(Data records Opens)

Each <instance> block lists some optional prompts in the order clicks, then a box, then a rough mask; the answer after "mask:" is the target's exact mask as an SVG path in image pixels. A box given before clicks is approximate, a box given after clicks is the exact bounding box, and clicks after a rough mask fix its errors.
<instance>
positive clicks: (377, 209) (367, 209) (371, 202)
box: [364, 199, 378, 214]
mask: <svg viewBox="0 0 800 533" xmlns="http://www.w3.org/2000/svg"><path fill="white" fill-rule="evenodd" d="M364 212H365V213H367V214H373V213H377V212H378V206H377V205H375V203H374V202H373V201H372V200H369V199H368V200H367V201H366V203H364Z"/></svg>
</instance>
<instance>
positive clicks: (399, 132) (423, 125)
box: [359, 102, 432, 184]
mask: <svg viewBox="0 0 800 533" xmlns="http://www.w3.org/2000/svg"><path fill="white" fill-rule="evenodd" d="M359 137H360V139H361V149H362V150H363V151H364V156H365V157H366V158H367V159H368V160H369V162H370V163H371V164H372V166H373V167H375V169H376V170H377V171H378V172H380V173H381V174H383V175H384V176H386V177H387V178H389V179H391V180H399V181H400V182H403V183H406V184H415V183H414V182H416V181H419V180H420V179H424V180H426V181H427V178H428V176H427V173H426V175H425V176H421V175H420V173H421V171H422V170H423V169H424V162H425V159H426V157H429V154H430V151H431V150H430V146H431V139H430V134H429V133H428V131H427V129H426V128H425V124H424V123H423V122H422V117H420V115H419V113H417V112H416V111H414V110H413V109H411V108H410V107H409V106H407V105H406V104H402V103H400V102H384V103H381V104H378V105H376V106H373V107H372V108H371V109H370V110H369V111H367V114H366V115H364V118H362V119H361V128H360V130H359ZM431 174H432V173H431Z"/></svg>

(Data records Closes)

(Aim of the task) Find "positive clicks: (377, 209)" in the entries above and copy that whole line exactly, then each line after it through the line that contains "positive clicks: (399, 132) (423, 125)".

(Output for this task)
positive clicks: (377, 209) (367, 209) (371, 202)
box: [364, 199, 378, 214]
mask: <svg viewBox="0 0 800 533" xmlns="http://www.w3.org/2000/svg"><path fill="white" fill-rule="evenodd" d="M364 212H365V213H367V214H373V213H377V212H378V206H377V205H375V203H374V202H373V201H372V200H369V199H368V200H367V201H366V203H364Z"/></svg>
</instance>
<instance>
positive clicks: (399, 132) (423, 125)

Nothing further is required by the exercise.